PROBLEM TO SOLVE:
Which of the lines below contain the word "green"? Extract each of them.

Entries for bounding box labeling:
---+---

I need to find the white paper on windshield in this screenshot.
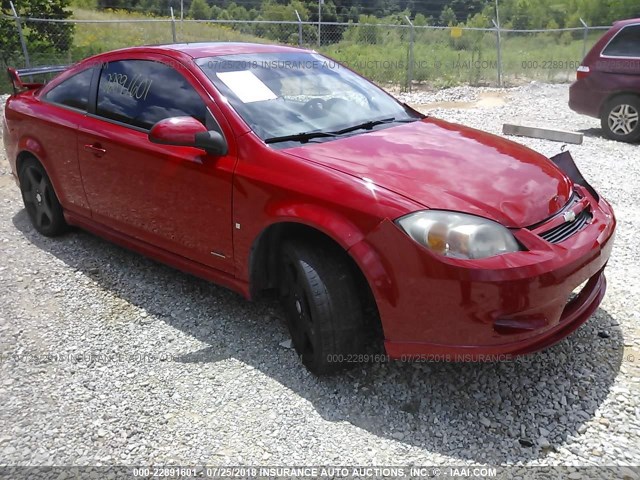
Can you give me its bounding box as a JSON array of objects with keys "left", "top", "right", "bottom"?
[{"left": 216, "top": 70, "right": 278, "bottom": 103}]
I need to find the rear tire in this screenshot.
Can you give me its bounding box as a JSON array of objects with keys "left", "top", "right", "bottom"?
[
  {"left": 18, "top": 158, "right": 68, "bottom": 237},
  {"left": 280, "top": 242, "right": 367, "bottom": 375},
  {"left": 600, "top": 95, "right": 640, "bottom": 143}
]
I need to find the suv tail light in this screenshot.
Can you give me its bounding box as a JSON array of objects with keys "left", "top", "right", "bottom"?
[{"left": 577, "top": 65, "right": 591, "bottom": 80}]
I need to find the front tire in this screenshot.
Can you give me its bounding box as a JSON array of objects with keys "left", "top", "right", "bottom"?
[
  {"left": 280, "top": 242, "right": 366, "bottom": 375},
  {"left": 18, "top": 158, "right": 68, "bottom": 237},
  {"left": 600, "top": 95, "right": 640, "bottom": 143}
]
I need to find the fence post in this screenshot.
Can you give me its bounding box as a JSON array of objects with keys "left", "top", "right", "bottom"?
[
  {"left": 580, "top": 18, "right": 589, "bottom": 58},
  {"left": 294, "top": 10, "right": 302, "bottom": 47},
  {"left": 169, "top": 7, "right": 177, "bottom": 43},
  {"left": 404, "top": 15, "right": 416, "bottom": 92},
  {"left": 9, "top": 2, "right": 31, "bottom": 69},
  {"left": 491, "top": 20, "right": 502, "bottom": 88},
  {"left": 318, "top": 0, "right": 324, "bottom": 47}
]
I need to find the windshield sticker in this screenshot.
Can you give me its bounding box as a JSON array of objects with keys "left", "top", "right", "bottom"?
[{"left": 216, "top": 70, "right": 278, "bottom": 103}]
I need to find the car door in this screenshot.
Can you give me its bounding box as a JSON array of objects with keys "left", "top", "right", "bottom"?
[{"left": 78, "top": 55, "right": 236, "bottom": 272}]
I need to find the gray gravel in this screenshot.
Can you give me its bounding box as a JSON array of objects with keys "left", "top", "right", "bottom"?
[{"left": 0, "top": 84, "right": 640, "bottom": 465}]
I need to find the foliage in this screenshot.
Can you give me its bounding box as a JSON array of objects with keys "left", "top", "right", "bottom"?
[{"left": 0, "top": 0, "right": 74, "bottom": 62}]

---+---

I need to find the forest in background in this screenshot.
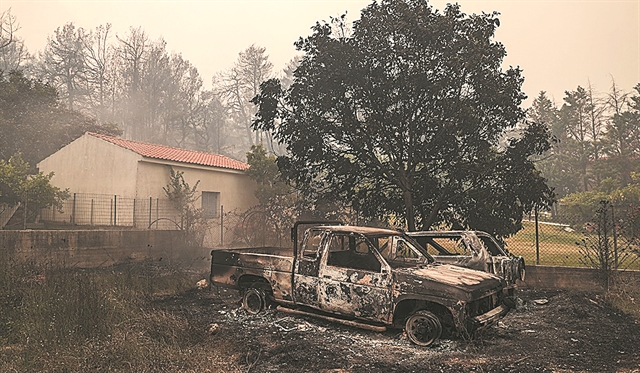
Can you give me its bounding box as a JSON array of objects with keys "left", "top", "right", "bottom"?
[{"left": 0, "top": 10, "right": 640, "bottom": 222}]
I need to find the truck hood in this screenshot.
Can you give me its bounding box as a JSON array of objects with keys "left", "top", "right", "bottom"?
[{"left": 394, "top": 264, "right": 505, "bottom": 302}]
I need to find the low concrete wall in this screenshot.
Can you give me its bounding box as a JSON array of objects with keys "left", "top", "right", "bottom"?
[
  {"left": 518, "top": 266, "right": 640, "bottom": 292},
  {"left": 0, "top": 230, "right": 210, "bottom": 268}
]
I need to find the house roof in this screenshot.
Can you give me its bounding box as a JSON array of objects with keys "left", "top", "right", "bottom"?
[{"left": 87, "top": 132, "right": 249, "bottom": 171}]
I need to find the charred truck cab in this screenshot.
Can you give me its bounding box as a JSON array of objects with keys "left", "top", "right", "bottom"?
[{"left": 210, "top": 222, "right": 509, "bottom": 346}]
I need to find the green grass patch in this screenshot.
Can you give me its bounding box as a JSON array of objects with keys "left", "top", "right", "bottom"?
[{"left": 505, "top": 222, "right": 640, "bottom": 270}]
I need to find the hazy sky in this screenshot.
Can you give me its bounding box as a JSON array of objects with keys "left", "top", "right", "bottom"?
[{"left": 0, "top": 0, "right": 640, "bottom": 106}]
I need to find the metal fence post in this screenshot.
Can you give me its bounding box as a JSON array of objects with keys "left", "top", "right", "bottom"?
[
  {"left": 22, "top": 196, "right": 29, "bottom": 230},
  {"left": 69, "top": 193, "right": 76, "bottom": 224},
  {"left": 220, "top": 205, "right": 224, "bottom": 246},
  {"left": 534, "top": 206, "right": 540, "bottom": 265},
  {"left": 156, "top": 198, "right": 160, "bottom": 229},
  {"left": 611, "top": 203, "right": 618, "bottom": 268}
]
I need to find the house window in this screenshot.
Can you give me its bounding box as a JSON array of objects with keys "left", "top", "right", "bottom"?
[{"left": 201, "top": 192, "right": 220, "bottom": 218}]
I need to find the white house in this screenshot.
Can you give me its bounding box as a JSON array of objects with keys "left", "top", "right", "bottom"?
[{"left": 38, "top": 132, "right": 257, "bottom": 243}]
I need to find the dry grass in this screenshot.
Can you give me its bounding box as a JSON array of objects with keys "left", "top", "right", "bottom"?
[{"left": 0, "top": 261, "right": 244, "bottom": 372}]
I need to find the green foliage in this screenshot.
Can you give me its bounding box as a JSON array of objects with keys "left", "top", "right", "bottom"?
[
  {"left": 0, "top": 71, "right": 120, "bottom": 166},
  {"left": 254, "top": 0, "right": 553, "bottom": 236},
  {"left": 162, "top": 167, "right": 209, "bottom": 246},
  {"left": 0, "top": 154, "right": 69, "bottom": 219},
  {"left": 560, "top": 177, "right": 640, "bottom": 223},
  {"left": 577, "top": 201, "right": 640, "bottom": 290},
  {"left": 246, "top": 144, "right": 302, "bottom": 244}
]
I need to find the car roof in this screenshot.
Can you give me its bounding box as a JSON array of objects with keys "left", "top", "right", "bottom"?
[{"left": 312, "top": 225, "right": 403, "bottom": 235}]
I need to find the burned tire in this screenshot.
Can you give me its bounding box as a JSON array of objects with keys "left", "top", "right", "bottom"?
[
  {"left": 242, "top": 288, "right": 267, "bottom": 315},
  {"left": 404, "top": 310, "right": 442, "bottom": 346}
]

---+---

THE COMPLETED TASK:
I need to find the green grass patch in this screenshot.
I need to find the green foliage in this screenshot.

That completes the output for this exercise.